━━ 数据内容

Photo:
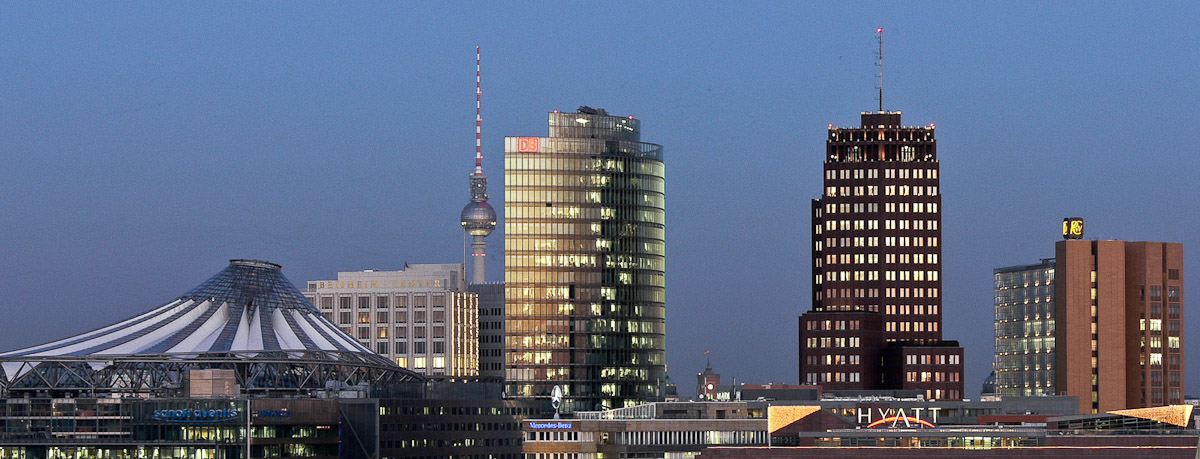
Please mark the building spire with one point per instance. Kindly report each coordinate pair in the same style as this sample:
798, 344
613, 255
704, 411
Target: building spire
478, 218
479, 120
879, 63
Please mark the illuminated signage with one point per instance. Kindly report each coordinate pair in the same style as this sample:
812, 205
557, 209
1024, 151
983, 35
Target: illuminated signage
273, 415
528, 144
1073, 227
898, 417
552, 424
187, 415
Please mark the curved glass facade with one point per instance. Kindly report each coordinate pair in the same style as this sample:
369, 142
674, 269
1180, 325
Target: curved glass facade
585, 260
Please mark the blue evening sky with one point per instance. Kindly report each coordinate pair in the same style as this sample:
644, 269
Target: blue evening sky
144, 144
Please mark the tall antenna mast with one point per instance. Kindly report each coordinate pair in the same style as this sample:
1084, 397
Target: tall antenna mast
479, 120
879, 63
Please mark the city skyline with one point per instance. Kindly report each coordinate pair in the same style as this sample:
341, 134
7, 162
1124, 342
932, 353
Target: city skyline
141, 136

━━━━

练习题目> 将上面的全部记录逐字原样输出，图片不要放进答案。

任务输出>
Photo:
Please mark the building spire with one point per instance. Kindly report each coordinate pair in the same style as this sample:
798, 344
613, 255
704, 411
Target: building spire
478, 218
479, 120
879, 63
Please mark the illuminated signage with one point per instance. Kindly report each coordinate pair in the same style as this sample:
812, 205
557, 209
1024, 151
983, 35
Target: illuminated signage
273, 415
528, 144
1073, 227
898, 417
552, 424
187, 415
Please mark the curved glass facade with one point per instance. Kindly report each coordinate pair in the same style as this sample:
369, 142
674, 269
1180, 325
Target: curved glass facade
585, 260
Please mark the blue evening sky with one point per instance. Kindly report each coordinate pair in the same style as this sample:
644, 269
Target: blue evening sky
144, 144
Please mark the tall antenna mast with one point per instance. Kindly report each coordinate pair in the same style as this sample:
1084, 397
Target: tall antenna mast
479, 120
879, 63
Please mark the city skyline with one point per instance. Kindly report each coordinate pair in the same style as this sample:
341, 134
7, 162
1124, 342
932, 353
Target: city skyline
141, 136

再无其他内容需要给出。